*Provided text:*
MovieLens Functions¶

The following functions under collie.movielens read and prepare MovieLens 100K data, train and evaluate a model on this data, and visualize recommendation results.

Get MovieLens 100K Data¶

Read MovieLens 100K Interactions Data¶

collie.movielens.read_movielens_df(decrement_ids: bool = True) → DataFrame[source]¶

Read u.data from the MovieLens 100K dataset.

If there is not a directory at $DATA_PATH/ml-100k, this function creates that directory and downloads the entire dataset there.

See the MovieLens 100K README for additional information on the dataset: https://files.grouplens.org/datasets/movielens/ml-100k-README.txt

Parameters

decrement_ids (bool) – Decrement user and item IDs by 1 before returning, which is required for Collie’s Interactions dataset

Returns

df –

MovieLens 100K u.data comprising of columns:

user_id

item_id

rating

timestamp

Return type

pd.DataFrame

Side Effects

Creates directory at $DATA_PATH/ml-100k and downloads data files if data does not exist.

Read MovieLens 100K Item Data¶

collie.movielens.read_movielens_df_item() → DataFrame[source]¶

Read u.item from the MovieLens 100K dataset.

If there is not a directory at $DATA_PATH/ml-100k, this function creates that directory and downloads the entire dataset there.

See the MovieLens 100K README for additional information on the dataset: https://files.grouplens.org/datasets/movielens/ml-100k-README.txt

Returns

df_item –

MovieLens 100K u.item containing columns:

item_id

movie_title

release_date

video_release_date

IMDb_URL

unknown

Action

Adventure

Animation

Children

Comedy

Crime

Documentary

Drama

Fantasy

Film_Noir

Horror

Musical

Mystery

Romance’, ‘Sci_Fi

Thriller

War

Wester

Return type

pd.DataFrame

Side Effects

Creates directory at $DATA_PATH/ml-100k and downloads data files if data does not exist.

Read MovieLens 100K Posters Data¶

collie.movielens.read_movielens_posters_df() → DataFrame[source]¶

Read in data containing the item ID and poster URL for visualization purposes of MovieLens 100K data.

This function will attempt to read the file at data/movielens_posters.csv if it exists and, if not, will read the CSV from the origin GitHub repo at https://raw.githubusercontent.com/ShopRunner/collie/main/data/movielens_posters.csv.

*Written tasks:*
a. Answer these from the MovieLens functions page, one line each:
(i) By how much does the decrement_ids option lower user and item IDs?
(ii) Which file from the MovieLens 100K dataset does read_movielens_df_item read?
(iii) Which local file does read_movielens_posters_df try to read first?
b. From the MovieLens functions page, write out word for word the part starting with "MovieLens Functions¶" and going on through "visualize recommendation results.".

*Information supplied:*
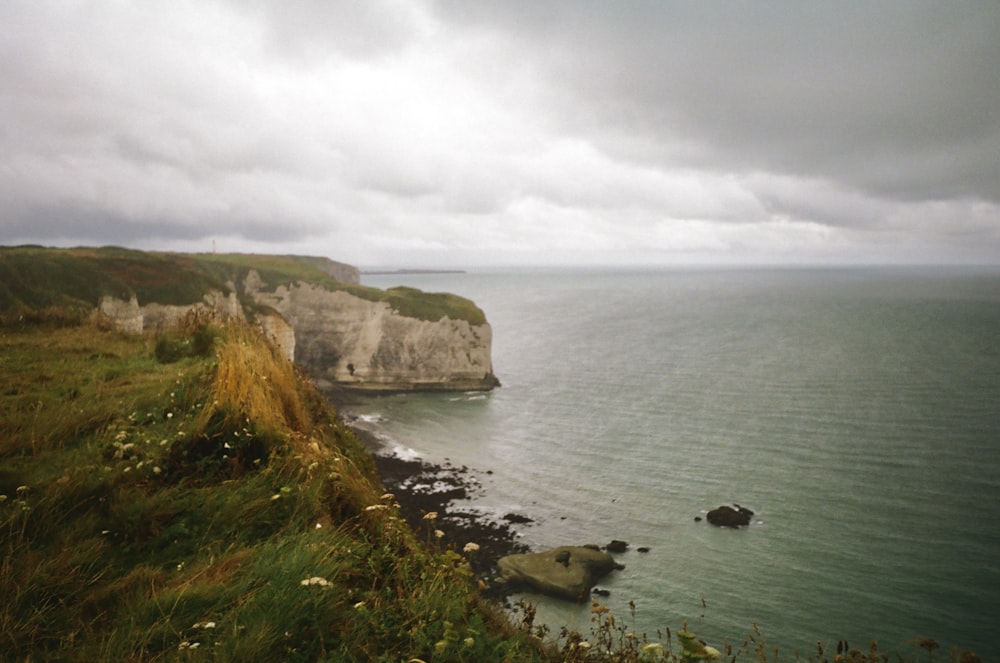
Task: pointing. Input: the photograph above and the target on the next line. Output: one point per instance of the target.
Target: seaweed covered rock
(568, 572)
(730, 516)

*The solutions:*
a.
(i) By 1.
(ii) u.item
(iii) data/movielens_posters.csv

b.
MovieLens Functions¶

The following functions under collie.movielens read and prepare MovieLens 100K data, train and evaluate a model on this data, and visualize recommendation results.